RECORDS TO USE:

━━━━━━━━

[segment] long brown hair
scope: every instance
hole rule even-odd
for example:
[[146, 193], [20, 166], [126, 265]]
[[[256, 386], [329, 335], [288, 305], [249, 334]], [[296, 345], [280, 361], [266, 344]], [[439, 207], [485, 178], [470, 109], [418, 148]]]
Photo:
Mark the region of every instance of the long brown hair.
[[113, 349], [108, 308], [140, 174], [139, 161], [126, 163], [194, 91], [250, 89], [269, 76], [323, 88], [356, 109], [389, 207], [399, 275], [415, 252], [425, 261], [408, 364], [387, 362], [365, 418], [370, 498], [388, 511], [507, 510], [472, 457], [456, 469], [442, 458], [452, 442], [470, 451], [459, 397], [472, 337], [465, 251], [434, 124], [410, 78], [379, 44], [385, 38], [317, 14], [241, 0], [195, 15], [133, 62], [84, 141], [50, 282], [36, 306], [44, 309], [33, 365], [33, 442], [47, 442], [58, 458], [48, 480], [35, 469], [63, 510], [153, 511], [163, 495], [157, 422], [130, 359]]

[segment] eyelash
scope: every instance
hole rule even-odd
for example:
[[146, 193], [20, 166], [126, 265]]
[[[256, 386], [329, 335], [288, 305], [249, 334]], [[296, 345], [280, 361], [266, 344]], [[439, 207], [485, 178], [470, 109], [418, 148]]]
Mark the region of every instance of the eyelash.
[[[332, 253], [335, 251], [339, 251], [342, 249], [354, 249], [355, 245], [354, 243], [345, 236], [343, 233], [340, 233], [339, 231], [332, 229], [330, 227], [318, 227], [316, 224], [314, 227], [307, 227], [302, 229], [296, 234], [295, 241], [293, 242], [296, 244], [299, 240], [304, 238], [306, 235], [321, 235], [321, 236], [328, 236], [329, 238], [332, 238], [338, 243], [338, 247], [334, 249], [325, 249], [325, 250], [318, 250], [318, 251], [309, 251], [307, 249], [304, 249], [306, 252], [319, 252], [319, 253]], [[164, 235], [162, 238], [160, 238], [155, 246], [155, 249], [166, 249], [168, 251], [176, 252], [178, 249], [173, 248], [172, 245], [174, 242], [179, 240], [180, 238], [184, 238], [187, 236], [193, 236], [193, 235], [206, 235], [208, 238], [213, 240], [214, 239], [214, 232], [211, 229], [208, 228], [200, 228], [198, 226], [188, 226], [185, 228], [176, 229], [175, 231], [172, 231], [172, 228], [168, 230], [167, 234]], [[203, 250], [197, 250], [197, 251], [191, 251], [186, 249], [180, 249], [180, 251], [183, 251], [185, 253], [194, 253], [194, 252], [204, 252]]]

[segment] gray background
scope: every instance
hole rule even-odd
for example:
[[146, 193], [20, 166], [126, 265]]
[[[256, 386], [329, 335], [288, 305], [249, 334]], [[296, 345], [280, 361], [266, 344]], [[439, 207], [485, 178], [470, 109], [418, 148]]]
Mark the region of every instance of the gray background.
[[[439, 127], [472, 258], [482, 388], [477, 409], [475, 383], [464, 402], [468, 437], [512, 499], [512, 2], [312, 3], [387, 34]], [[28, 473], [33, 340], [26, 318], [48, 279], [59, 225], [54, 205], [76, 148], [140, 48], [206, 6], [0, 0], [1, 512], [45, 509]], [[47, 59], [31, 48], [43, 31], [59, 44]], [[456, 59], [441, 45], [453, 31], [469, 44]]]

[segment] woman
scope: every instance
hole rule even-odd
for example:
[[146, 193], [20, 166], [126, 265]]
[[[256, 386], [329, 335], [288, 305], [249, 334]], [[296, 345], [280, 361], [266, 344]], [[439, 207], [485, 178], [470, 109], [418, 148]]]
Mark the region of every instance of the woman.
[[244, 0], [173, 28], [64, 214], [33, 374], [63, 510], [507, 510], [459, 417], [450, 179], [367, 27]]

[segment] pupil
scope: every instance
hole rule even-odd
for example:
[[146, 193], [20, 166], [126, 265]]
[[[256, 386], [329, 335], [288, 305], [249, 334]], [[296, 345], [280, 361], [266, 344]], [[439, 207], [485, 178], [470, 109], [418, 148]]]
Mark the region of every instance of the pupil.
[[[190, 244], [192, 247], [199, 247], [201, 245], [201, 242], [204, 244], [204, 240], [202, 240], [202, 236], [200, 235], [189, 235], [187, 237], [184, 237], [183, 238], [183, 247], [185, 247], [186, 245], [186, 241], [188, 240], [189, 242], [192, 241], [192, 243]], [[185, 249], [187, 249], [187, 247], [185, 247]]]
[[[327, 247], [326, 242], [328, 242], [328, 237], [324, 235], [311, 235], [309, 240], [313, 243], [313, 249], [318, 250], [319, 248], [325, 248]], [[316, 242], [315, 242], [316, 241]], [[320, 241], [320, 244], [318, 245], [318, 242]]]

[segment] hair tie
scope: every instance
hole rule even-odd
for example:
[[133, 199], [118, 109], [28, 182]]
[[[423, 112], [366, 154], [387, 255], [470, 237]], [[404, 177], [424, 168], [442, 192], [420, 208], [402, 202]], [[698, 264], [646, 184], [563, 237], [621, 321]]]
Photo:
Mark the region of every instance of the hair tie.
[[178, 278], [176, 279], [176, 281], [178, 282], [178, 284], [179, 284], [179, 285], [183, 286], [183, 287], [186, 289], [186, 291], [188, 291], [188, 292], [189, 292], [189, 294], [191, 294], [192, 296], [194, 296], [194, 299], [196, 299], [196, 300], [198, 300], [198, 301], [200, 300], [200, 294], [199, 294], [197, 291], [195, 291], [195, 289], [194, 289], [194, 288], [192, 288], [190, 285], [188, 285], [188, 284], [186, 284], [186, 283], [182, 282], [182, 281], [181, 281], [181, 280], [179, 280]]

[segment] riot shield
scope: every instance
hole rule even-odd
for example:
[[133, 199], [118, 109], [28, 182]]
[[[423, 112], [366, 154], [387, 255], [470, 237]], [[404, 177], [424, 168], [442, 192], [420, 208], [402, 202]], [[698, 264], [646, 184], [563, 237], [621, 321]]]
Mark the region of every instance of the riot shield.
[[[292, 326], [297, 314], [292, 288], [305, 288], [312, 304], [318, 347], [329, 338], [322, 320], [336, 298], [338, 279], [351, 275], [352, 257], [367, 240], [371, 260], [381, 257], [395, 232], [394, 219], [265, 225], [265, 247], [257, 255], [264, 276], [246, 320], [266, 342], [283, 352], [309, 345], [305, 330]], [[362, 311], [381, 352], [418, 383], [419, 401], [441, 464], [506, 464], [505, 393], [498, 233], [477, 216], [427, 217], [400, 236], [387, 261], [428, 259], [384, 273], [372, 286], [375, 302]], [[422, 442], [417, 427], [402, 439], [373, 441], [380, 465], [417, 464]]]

━━━━━━━━

Return each line of the data exactly as it was given.

RESULT FOR THIS TASK:
[segment] long brown hair
scope: every instance
hole rule even-odd
for example:
[[146, 193], [20, 166], [126, 265]]
[[[256, 386], [329, 335], [288, 305], [249, 334]], [[296, 345], [280, 361], [266, 344]], [[439, 207], [485, 178], [470, 109], [418, 148]]]
Photo:
Mark the region of every instance of the long brown hair.
[[113, 349], [108, 308], [140, 174], [139, 161], [126, 163], [194, 91], [250, 89], [269, 76], [323, 88], [356, 109], [389, 207], [399, 275], [415, 252], [425, 261], [408, 364], [387, 362], [365, 418], [370, 498], [388, 511], [507, 510], [472, 457], [456, 469], [442, 458], [452, 442], [470, 451], [459, 397], [472, 337], [465, 251], [434, 124], [410, 78], [379, 44], [385, 38], [317, 14], [241, 0], [195, 15], [133, 62], [84, 141], [50, 282], [36, 306], [44, 309], [33, 365], [33, 442], [47, 442], [58, 458], [48, 480], [35, 469], [63, 510], [153, 511], [163, 495], [157, 422], [130, 359]]

[segment] eyelash
scope: every instance
hole rule even-odd
for example:
[[146, 193], [20, 166], [126, 265]]
[[[256, 386], [329, 335], [288, 305], [249, 334]], [[296, 345], [280, 361], [266, 344]], [[439, 207], [485, 178], [470, 109], [418, 148]]]
Mark the region of every instance of the eyelash.
[[[332, 253], [335, 251], [339, 251], [342, 249], [354, 249], [355, 245], [354, 243], [345, 236], [343, 233], [340, 233], [339, 231], [332, 229], [330, 227], [318, 227], [316, 224], [314, 227], [307, 227], [302, 229], [296, 234], [295, 241], [293, 242], [296, 244], [299, 240], [304, 238], [306, 235], [321, 235], [321, 236], [328, 236], [329, 238], [332, 238], [338, 243], [338, 247], [334, 249], [325, 249], [325, 250], [318, 250], [318, 251], [309, 251], [307, 249], [304, 249], [306, 252], [319, 252], [319, 253]], [[164, 235], [162, 238], [160, 238], [155, 246], [155, 249], [166, 249], [168, 251], [176, 252], [178, 249], [173, 248], [172, 245], [174, 242], [179, 240], [180, 238], [184, 238], [187, 236], [193, 236], [193, 235], [206, 235], [208, 238], [213, 240], [214, 239], [214, 232], [211, 229], [208, 228], [200, 228], [198, 226], [188, 226], [185, 228], [176, 229], [175, 231], [172, 231], [172, 228], [168, 230], [167, 234]], [[203, 250], [197, 250], [197, 251], [191, 251], [186, 249], [180, 249], [180, 251], [183, 251], [185, 253], [194, 253], [194, 252], [204, 252]]]

[segment] gray background
scope: every instance
hole rule even-odd
for example:
[[146, 193], [20, 166], [126, 265]]
[[[256, 386], [329, 335], [288, 305], [249, 334]], [[296, 345], [280, 361], [266, 344]], [[439, 207], [485, 178], [470, 109], [418, 148]]]
Mark the region of every instance of the gray background.
[[[439, 127], [472, 258], [482, 388], [477, 409], [475, 383], [464, 402], [468, 437], [512, 499], [512, 2], [312, 3], [387, 34]], [[28, 473], [33, 340], [26, 318], [48, 279], [59, 225], [54, 205], [76, 148], [140, 48], [206, 6], [0, 0], [1, 512], [45, 509]], [[47, 59], [31, 48], [43, 31], [59, 44]], [[456, 59], [441, 45], [453, 31], [469, 44]]]

[segment] woman
scope: every instance
hole rule even-odd
for example:
[[146, 193], [20, 166], [126, 265]]
[[[256, 386], [329, 335], [288, 305], [249, 334]], [[296, 345], [280, 361], [266, 344]], [[439, 207], [485, 178], [470, 109], [418, 148]]]
Mark the region of every instance of the woman.
[[244, 0], [173, 28], [64, 214], [33, 374], [63, 510], [507, 510], [459, 417], [450, 179], [367, 27]]

[segment] pupil
scope: every instance
hole rule even-odd
for example:
[[146, 193], [20, 166], [126, 265]]
[[[256, 386], [329, 335], [288, 305], [249, 334]], [[296, 345], [280, 361], [266, 344]], [[439, 207], [485, 178], [470, 109], [418, 148]]]
Mark the region of every instance of the pupil.
[[[190, 244], [192, 247], [199, 247], [201, 245], [201, 242], [204, 244], [204, 240], [202, 240], [202, 236], [200, 235], [189, 235], [187, 237], [184, 237], [183, 238], [183, 247], [185, 247], [186, 245], [186, 241], [188, 240], [189, 242], [192, 241], [192, 243]], [[185, 249], [187, 249], [187, 247], [185, 247]]]
[[[327, 247], [326, 242], [328, 242], [328, 237], [324, 235], [311, 235], [309, 240], [313, 243], [313, 249], [318, 250], [319, 248], [325, 248]], [[316, 242], [315, 242], [316, 241]], [[320, 241], [320, 244], [318, 245], [318, 242]]]

[segment] hair tie
scope: every instance
hole rule even-odd
for example:
[[133, 199], [118, 109], [28, 182]]
[[[423, 112], [366, 154], [387, 255], [470, 237]], [[404, 177], [424, 168], [442, 192], [420, 208], [402, 202]], [[698, 264], [646, 184], [563, 237], [621, 321]]]
Photo:
Mark the region of every instance of the hair tie.
[[178, 278], [176, 279], [176, 281], [178, 282], [178, 284], [179, 284], [179, 285], [183, 286], [183, 287], [186, 289], [186, 291], [188, 291], [188, 292], [189, 292], [189, 294], [191, 294], [192, 296], [194, 296], [194, 299], [196, 299], [196, 300], [198, 300], [198, 301], [200, 300], [200, 294], [199, 294], [197, 291], [195, 291], [195, 289], [194, 289], [194, 288], [192, 288], [190, 285], [188, 285], [188, 284], [186, 284], [186, 283], [182, 282], [182, 281], [181, 281], [181, 280], [179, 280]]

[segment] riot shield
scope: every instance
hole rule even-odd
for example:
[[133, 199], [118, 109], [28, 182]]
[[[423, 112], [366, 154], [387, 255], [470, 237]], [[404, 177], [424, 168], [442, 192], [420, 208], [402, 202]], [[698, 264], [646, 184], [563, 237], [621, 321]]]
Mark the region of every instance of the riot shield.
[[[292, 326], [297, 314], [292, 288], [305, 288], [312, 304], [318, 347], [329, 338], [322, 320], [336, 298], [338, 279], [351, 275], [352, 257], [367, 240], [371, 260], [381, 257], [395, 232], [394, 219], [265, 225], [265, 247], [257, 255], [264, 276], [246, 320], [266, 342], [283, 352], [309, 345], [305, 330]], [[362, 311], [381, 352], [418, 383], [419, 401], [441, 464], [506, 464], [505, 393], [498, 233], [477, 216], [427, 217], [400, 236], [387, 261], [428, 259], [384, 273], [372, 286], [375, 302]], [[422, 442], [417, 427], [402, 439], [373, 441], [380, 465], [417, 464]]]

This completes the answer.